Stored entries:
********
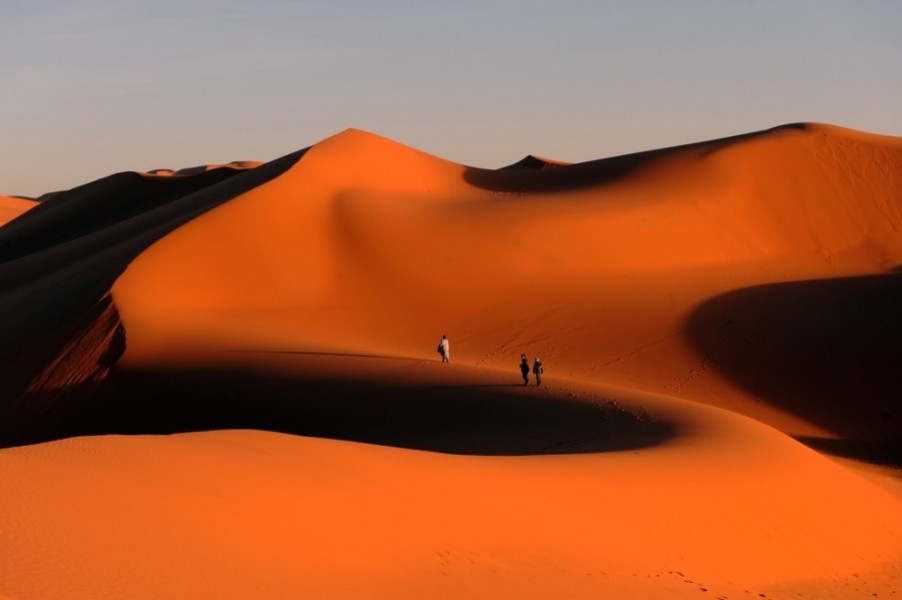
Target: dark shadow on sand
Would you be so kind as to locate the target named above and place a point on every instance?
(829, 351)
(468, 418)
(509, 182)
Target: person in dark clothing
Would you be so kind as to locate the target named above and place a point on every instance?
(524, 369)
(537, 370)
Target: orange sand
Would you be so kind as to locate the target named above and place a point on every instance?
(656, 461)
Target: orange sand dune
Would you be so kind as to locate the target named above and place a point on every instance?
(11, 207)
(694, 307)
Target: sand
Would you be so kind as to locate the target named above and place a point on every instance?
(11, 207)
(719, 413)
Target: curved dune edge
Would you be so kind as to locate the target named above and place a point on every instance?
(11, 207)
(729, 507)
(310, 275)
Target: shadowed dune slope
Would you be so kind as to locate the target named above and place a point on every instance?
(687, 304)
(58, 261)
(11, 207)
(369, 246)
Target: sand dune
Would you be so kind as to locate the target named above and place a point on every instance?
(697, 308)
(11, 207)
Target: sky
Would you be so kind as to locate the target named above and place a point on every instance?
(94, 87)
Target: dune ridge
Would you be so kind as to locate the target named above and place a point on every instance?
(697, 308)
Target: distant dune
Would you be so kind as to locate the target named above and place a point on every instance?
(11, 207)
(719, 325)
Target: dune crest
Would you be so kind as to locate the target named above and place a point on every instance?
(696, 308)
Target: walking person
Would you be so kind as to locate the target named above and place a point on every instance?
(444, 348)
(524, 369)
(537, 370)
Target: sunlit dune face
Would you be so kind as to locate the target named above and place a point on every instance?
(695, 309)
(11, 207)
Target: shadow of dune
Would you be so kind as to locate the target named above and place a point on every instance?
(466, 418)
(829, 351)
(59, 260)
(513, 181)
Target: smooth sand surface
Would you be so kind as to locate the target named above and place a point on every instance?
(719, 324)
(11, 207)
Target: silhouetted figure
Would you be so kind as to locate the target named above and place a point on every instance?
(524, 369)
(444, 348)
(537, 370)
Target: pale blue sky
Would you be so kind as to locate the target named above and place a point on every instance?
(92, 87)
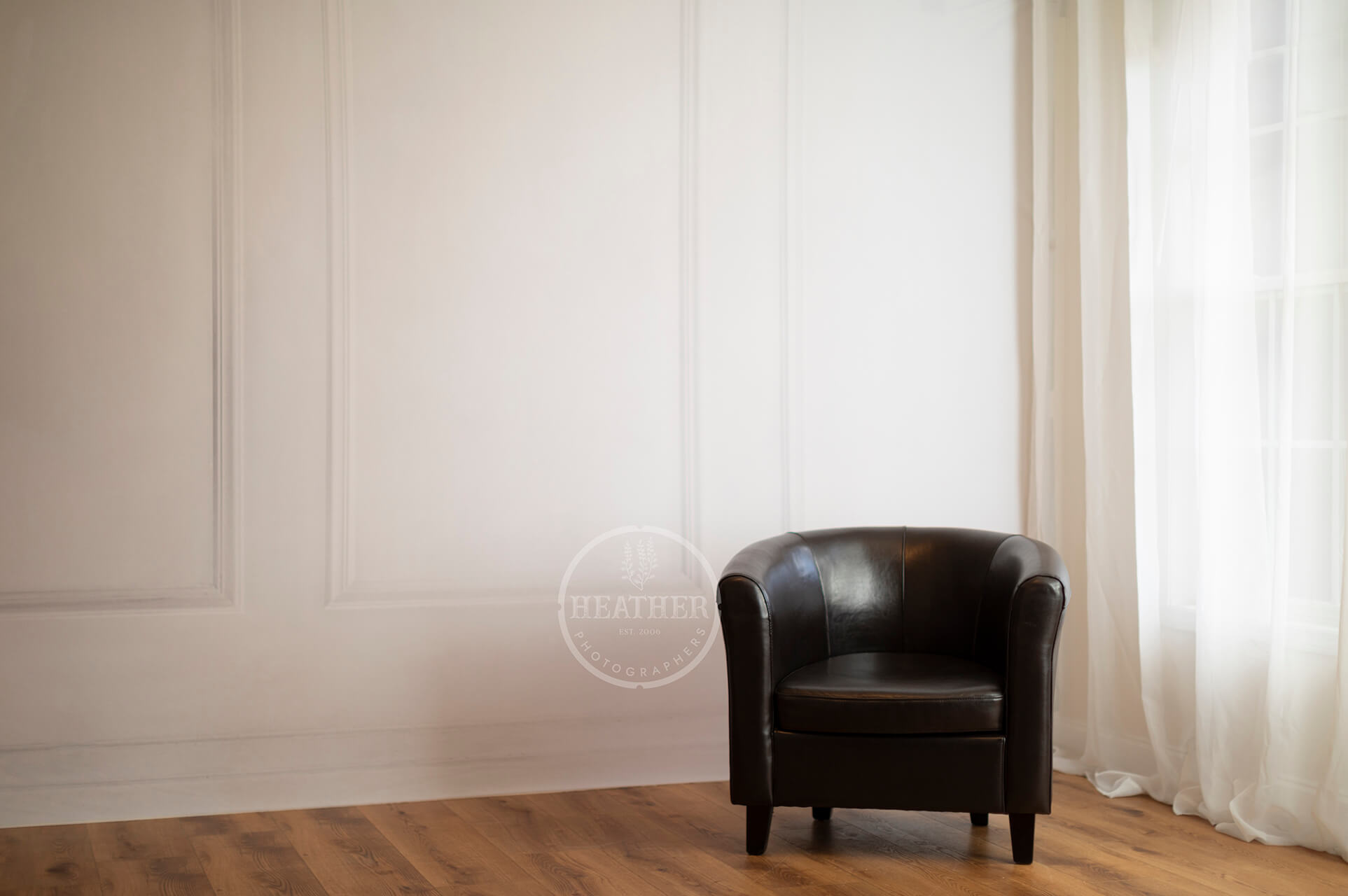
********
How many lines in the items above contain the string "sand"? Reply with the number alone.

6